— Extract to read —
Variable association warning

[nacunis]

I get this message with the code at the bottom:

 

PHP Warning:  mysql_fetch_assoc(): supplied argument is not a valid MySQL result resource in /home1/acunishi/public_html/go/auth/birthdays_holidays-greetings.php on line 35

session_start();
$connection=mysql_connect("localhost","database username","db user password");
$db=mysql_select_db("database name",$connection );
$users_table = 'table name';

$username = $_POST['myusername'];

$result3 = mysql_query("SELECT `nickname` from `databasename`.`tablename` WHERE `loginsv4_md5`.`username` = '$myusername'");
$result4 = mysql_query("SELECT `lastlogin` from `databasename'.'tablename` WHERE `tablename`.`username` = '$myusername'");
$result5 = mysql_query("SELECT `announce` from `databasename`.`tablename` WHERE `tablename`.`username` = '$myusername'");
$num_rows = mysql_num_rows($result3);
$row3 = mysql_fetch_assoc($result3);
while ($row3 = mysql_fetch_assoc($result3))
{
echo " \n <br>";
echo $row3['nickname'];
echo "  ";
echo " \n";
}
$row5 = mysql_fetch_assoc($result5);
while ($row5 = mysql_fetch_assoc($result5))
{
echo $row5['announce'];
echo "  ";
}
$row4 = mysql_fetch_assoc($result4);
while ($row4 = mysql_fetch_assoc($result4))
{
echo $row4['lastlogin'];
echo "  ";
}
..... code not displayed

 

Error message seems to point to mysql_fetch_assoc.

— What to work on —
1. From the PHP warning post, return the passage starting at "session_start();" and ending at "($row3 = mysql_fetch_assoc($result3))".
2. In the PHP warning post, list each different function name beginning with "mysql_" that the code calls, counting each name once.

— Data supplied —
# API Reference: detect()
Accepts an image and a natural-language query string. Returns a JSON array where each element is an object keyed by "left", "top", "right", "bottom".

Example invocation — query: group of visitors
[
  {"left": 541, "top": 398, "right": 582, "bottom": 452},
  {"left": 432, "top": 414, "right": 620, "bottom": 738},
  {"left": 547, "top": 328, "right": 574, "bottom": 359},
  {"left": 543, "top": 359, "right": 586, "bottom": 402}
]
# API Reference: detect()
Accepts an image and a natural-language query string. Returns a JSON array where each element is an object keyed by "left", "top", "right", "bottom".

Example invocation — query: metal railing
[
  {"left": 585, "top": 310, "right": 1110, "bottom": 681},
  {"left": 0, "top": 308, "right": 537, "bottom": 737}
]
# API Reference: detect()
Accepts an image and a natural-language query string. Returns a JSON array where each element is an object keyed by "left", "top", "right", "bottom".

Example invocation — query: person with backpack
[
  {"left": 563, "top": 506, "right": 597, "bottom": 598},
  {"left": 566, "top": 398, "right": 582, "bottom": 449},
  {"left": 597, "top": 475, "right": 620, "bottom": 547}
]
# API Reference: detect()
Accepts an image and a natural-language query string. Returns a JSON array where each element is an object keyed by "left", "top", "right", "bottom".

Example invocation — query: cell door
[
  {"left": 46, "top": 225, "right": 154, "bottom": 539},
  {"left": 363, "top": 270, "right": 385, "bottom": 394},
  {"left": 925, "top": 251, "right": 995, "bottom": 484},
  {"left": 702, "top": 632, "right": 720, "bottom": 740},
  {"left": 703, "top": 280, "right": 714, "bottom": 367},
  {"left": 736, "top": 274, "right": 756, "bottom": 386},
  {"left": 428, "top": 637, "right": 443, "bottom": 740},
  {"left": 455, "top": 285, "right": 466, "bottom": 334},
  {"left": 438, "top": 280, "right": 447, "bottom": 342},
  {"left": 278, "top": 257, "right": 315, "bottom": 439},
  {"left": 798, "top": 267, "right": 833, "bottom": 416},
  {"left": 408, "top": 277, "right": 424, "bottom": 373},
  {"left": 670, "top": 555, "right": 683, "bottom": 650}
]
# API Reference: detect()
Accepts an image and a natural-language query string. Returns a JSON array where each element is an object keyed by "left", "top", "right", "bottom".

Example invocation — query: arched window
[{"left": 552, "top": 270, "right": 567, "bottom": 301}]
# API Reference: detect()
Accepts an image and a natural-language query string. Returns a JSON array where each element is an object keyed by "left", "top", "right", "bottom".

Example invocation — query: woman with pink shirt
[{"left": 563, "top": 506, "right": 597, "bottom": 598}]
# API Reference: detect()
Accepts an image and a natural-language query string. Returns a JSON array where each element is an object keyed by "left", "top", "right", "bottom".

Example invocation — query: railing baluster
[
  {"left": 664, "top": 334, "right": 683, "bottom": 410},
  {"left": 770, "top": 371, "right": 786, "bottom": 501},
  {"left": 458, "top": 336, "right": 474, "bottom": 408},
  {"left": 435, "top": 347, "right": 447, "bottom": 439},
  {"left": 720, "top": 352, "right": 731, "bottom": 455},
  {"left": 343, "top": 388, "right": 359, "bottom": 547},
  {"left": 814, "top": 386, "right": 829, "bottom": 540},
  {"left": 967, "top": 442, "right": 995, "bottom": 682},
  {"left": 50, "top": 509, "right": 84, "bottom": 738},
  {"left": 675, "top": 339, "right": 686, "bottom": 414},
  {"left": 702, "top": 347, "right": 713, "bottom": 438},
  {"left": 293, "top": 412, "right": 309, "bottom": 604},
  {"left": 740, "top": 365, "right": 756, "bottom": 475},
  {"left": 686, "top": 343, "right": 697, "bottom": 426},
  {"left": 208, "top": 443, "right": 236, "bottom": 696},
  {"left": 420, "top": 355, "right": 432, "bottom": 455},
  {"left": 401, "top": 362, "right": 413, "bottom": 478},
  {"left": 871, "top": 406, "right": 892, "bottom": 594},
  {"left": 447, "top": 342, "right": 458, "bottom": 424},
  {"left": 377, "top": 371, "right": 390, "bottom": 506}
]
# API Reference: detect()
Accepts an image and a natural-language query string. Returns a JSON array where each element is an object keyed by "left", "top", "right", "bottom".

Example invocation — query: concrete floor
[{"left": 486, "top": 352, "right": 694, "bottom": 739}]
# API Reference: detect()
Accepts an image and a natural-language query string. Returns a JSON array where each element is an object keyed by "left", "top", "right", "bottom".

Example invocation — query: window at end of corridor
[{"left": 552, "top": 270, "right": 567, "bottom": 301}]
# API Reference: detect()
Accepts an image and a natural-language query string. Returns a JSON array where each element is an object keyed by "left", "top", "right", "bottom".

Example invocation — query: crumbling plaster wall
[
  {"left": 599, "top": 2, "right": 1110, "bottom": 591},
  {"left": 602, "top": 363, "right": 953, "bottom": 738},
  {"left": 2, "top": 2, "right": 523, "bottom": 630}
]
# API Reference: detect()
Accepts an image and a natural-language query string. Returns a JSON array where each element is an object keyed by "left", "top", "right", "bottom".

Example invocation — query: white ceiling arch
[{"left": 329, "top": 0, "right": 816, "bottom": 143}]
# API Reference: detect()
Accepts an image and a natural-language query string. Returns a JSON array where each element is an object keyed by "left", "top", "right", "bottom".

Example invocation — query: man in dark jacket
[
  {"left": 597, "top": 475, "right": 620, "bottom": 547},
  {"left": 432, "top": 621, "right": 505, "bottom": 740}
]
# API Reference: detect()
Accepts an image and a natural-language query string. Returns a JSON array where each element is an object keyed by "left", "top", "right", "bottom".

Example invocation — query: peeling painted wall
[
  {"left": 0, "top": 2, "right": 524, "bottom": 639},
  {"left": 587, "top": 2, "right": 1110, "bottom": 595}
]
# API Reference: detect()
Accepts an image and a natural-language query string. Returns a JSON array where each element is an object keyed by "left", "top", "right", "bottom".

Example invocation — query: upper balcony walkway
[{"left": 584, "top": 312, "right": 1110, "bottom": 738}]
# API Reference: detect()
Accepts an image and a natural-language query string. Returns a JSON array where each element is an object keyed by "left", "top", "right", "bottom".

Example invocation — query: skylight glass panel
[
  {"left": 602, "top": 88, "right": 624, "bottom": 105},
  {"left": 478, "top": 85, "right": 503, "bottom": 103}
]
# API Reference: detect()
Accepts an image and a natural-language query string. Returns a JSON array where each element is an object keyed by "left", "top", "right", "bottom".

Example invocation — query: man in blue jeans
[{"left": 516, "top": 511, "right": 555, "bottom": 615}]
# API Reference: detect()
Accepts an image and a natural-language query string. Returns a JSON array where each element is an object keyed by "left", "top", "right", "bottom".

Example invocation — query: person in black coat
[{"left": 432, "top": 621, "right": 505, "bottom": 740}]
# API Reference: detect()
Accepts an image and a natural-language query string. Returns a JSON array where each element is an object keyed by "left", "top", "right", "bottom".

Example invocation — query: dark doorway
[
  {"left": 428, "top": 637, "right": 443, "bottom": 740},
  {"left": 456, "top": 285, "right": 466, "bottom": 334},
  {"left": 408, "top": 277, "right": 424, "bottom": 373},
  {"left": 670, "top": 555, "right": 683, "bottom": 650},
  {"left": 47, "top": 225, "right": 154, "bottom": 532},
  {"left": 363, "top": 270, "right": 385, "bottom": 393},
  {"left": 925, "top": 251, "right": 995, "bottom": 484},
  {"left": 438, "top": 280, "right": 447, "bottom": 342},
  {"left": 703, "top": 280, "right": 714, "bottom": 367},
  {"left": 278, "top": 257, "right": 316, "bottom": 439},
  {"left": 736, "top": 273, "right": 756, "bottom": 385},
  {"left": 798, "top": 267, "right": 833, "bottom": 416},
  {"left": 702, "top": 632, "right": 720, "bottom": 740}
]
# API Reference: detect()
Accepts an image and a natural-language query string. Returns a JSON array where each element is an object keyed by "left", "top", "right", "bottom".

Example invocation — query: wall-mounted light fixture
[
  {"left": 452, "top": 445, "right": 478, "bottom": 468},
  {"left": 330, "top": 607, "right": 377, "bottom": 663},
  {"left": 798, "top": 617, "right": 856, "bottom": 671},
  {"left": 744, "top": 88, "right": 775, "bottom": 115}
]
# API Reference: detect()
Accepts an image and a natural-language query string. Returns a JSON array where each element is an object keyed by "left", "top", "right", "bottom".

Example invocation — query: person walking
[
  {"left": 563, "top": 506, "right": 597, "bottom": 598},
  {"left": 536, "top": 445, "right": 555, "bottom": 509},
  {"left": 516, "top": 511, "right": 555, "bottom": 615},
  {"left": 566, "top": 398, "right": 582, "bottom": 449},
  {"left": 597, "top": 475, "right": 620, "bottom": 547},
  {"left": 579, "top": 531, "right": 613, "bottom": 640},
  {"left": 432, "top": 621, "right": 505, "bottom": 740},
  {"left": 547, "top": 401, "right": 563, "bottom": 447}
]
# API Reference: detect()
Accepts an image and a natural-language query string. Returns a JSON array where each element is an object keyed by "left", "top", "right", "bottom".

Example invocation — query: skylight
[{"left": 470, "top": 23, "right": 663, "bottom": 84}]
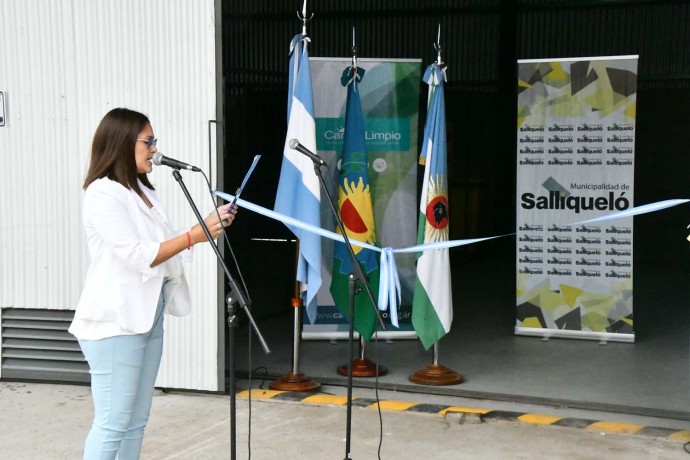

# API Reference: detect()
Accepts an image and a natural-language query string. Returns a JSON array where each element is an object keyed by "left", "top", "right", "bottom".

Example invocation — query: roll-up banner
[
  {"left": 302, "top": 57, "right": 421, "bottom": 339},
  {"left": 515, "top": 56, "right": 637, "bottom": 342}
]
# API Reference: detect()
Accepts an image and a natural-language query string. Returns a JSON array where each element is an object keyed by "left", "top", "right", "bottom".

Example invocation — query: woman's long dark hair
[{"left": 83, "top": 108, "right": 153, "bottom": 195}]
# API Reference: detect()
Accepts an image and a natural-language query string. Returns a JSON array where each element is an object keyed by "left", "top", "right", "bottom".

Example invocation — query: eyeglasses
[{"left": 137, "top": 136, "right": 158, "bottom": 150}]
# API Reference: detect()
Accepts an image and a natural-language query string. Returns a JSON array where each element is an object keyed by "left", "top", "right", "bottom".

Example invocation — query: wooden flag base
--
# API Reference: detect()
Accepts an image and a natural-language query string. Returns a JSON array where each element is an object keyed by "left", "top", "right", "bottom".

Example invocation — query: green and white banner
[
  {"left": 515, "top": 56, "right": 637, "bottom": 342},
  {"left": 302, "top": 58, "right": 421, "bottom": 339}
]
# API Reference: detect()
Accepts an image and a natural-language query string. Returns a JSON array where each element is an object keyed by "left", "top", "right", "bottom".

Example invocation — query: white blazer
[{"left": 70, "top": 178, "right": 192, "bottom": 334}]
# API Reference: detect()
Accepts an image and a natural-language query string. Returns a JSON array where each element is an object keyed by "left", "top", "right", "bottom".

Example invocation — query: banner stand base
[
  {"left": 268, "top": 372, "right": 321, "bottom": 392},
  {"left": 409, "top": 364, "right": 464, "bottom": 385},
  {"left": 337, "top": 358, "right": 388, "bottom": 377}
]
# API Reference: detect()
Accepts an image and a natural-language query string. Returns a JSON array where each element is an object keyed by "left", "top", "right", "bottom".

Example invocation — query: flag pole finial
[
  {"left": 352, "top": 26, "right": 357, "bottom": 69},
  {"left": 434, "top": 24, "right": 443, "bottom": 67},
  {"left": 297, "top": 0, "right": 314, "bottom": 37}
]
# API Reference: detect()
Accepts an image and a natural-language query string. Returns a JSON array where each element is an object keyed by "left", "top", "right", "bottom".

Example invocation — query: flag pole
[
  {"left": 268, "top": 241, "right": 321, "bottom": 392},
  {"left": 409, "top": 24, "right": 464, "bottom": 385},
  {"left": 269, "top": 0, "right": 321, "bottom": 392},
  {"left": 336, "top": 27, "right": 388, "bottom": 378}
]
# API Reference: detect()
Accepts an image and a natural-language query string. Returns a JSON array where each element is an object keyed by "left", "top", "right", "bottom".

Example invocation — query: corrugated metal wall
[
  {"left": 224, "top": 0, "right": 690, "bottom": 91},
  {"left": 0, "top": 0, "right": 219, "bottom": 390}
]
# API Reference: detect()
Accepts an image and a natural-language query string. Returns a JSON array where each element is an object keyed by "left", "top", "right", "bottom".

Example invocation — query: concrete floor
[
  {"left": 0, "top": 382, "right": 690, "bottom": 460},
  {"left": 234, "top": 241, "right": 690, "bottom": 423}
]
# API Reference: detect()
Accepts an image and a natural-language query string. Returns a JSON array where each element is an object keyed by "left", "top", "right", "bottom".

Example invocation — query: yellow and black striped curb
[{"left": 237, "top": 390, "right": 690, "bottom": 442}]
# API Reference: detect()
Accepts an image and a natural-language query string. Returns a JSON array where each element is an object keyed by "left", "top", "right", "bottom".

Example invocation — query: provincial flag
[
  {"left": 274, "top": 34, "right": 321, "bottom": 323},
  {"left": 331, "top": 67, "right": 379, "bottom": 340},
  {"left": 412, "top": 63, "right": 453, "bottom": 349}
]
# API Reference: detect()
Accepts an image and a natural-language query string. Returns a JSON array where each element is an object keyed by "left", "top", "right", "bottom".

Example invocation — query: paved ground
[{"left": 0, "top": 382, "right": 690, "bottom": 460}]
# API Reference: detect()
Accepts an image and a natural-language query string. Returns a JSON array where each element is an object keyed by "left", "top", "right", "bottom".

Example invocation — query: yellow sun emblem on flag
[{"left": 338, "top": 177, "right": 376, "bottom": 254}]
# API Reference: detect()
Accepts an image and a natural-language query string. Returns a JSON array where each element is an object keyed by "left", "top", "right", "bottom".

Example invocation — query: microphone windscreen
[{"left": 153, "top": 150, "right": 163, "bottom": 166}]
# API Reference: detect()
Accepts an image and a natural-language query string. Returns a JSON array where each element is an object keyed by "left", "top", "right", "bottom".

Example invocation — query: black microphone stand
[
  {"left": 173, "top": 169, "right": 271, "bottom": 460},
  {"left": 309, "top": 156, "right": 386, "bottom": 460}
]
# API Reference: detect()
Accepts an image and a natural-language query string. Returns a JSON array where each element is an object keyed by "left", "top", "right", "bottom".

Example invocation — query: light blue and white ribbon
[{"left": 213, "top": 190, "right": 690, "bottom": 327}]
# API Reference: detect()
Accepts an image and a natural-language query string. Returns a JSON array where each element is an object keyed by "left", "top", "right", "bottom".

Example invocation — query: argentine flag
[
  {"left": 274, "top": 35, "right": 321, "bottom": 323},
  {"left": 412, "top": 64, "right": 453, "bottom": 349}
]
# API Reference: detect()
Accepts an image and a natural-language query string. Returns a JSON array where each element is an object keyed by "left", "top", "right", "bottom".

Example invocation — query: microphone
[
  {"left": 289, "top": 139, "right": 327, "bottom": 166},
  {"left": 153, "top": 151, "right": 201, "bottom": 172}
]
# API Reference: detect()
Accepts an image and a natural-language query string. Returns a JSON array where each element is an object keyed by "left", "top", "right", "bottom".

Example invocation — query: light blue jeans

— Results for the exercise —
1.
session_start();
$connection=mysql_connect("localhost","database username","db user password");
$db=mysql_select_db("database name",$connection );
$users_table = 'table name';

$username = $_POST['myusername'];

$result3 = mysql_query("SELECT `nickname` from `databasename`.`tablename` WHERE `loginsv4_md5`.`username` = '$myusername'");
$result4 = mysql_query("SELECT `lastlogin` from `databasename'.'tablename` WHERE `tablename`.`username` = '$myusername'");
$result5 = mysql_query("SELECT `announce` from `databasename`.`tablename` WHERE `tablename`.`username` = '$myusername'");
$num_rows = mysql_num_rows($result3);
$row3 = mysql_fetch_assoc($result3);
while ($row3 = mysql_fetch_assoc($result3))

2.
mysql_connect
mysql_select_db
mysql_query
mysql_num_rows
mysql_fetch_assoc